Galland must have flown an early prototype cause Do-335A was mentioned as a stellar performer by all who flew it, including test pilot Hans Werner Lerche who was the birds main test pilot. According to him the a/c was contolled with a light touch and was very maneuverable, and performance was mind blowing. 

In his book 'Luftwaffe Test Pilot' Lerche describes the aircraft in detail and litterally has nothing but praise for the a/c, not a single bad word about it at all.


----------



## Soren (Dec 17, 2009)

Milosh said:


> Werner Lerche mentions checking the rear engine coolant temperature but not the front engine coolant temperature. Only one reason to check the rear engine temperature, because it wasn't cooled as good as the front engine.



Haha, he mentions checking wether the rear engine had sustained any damage after having been attacked by looking at its oil temperature, explaining that if the rear oil or coolant system had been hit then the engine would've seized within 30 seconds. That's all he says and thats why he esp. checked the rear engine oil temperature, and the exact same would've happened to a P-51 being hit in the oil cooler or radiator. I have the book, so don't make stuff up.


----------



## davebender (Dec 17, 2009)

> producing the Bf 109Z would bring you almost there with minimal effort compared to the complex pull/push design.


I'm not convinced the Me-109Z would be less expensive to produce nor am I conviced performance would be as good. 

The Do-335 is going to roll a lot better due to having a single fuselage and both engines on the centerline. Overall high speed handling is likely to be superior as the Do-335 controls are optimized for 450 mph.

The Do-335 wingspan will present a smaller target.

The Do-335 will fly better with one engine shot out as both engines are on the centerline. 350 mph with 1 engine shot out is an outstanding performance and offers a decent chance to limp home.

Not that I am opposed to the Me-109Z. Perhaps an Me-109Z should participate in the RLM competition between the Fw-187, Me-210, Do-335 and Ar-240.

If the judges are fair I feel confident the Fw-187, Do-335 and Me-109Z will all score higher then the Me-210 as a long range fighter.

Burmese Bandit will be in charge of the aircraft weapons system. That way when we shoot the front propellor off he gets the blame.


----------



## timshatz (Dec 17, 2009)

→ Given request 1
Using the forum thread on the Do-335, decide whether each statement agrees with it: (a) Lerche's book is titled 'Luftwaffe Test Pilot'; (b) davebender believes the Me-109Z would be cheaper to produce; (c) the Do-335 is said to reach 350 mph with one engine shot out. For each, answer yes or no and quote the thread's deciding words.

Dataset entries
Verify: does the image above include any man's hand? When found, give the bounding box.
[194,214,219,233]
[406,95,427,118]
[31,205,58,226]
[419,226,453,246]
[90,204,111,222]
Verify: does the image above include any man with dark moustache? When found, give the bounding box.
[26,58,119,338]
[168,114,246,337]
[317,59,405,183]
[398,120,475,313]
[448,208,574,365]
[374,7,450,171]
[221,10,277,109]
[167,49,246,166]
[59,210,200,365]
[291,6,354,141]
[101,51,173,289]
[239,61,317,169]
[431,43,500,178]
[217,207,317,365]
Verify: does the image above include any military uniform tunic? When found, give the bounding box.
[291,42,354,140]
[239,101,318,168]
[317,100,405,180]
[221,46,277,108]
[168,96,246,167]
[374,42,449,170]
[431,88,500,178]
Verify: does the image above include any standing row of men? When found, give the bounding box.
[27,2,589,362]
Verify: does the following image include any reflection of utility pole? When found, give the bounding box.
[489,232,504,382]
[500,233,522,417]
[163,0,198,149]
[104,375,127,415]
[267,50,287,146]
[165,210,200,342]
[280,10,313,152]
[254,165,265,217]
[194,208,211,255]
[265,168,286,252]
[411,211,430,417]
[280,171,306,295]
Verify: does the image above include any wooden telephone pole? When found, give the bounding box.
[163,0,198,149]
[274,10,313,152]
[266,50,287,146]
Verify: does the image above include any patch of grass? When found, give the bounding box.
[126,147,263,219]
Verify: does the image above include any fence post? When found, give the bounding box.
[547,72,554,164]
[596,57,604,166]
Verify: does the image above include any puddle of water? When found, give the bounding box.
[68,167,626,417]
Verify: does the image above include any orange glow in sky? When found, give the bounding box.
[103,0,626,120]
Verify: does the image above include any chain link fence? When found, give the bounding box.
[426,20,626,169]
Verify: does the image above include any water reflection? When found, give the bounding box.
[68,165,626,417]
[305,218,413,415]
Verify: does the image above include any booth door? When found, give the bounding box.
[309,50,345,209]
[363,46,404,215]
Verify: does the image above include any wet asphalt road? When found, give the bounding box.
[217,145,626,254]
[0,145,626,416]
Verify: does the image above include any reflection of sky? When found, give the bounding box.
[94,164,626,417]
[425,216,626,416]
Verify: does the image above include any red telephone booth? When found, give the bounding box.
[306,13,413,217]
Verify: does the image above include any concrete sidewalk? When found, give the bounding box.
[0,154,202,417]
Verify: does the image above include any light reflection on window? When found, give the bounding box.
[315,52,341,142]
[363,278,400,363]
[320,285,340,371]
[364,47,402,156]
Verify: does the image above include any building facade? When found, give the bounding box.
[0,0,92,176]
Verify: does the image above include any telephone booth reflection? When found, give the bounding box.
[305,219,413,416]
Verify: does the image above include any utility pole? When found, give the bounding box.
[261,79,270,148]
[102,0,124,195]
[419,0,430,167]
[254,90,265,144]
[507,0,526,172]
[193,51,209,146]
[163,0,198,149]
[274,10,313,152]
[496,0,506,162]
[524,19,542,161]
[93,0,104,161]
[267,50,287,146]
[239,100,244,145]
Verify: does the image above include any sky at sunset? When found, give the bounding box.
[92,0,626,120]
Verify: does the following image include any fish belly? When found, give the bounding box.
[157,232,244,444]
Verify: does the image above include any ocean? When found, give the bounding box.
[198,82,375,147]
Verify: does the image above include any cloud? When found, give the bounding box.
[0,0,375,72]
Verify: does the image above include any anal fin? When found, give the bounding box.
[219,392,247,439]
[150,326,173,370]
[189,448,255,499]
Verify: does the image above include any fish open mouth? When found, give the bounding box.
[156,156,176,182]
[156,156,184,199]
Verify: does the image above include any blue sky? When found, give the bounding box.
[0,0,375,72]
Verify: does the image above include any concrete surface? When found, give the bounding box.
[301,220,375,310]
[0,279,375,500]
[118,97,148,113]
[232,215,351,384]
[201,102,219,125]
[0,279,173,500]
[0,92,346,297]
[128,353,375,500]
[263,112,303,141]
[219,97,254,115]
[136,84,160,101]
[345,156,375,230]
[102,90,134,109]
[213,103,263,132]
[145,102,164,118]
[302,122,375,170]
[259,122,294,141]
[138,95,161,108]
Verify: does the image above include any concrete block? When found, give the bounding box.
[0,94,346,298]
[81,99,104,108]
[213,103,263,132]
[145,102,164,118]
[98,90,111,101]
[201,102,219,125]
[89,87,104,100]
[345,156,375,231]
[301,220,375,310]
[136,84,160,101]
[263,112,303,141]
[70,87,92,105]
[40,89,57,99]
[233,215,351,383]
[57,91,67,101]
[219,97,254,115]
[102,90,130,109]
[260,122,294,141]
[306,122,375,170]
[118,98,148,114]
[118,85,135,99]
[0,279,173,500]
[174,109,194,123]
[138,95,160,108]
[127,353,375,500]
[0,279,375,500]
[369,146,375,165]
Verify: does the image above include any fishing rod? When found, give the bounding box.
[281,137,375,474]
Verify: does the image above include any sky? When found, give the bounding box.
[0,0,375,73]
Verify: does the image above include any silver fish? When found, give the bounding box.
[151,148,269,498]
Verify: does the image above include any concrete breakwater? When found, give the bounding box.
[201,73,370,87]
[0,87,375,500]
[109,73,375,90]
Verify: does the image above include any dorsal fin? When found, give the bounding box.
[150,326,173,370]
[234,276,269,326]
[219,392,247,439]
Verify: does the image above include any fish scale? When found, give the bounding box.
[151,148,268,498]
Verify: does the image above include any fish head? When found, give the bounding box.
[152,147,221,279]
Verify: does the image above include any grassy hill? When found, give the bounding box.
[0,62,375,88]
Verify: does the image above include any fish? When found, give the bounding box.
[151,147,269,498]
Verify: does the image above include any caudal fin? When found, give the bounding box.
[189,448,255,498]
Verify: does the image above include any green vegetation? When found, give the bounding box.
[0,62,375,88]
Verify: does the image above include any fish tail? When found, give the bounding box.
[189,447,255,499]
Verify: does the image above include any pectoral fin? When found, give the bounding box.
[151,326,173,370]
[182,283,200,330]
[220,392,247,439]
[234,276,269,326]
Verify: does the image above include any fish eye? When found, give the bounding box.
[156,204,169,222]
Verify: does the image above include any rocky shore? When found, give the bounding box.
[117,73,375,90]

→ Given request 2
Return every line of the records that contains the string "utility", matching case exactly.

→ Response 1
(a) Yes: "In his book 'Luftwaffe Test Pilot' Lerche describes the aircraft in detail"
(b) No: "I'm not convinced the Me-109Z would be less expensive to produce"
(c) Yes: "350 mph with 1 engine shot out is an outstanding performance"

→ Response 2
Verify: does the following image include any reflection of utility pole? When found, give the bounding box.
Verify: does the image above include any utility pole? When found, give the bounding box.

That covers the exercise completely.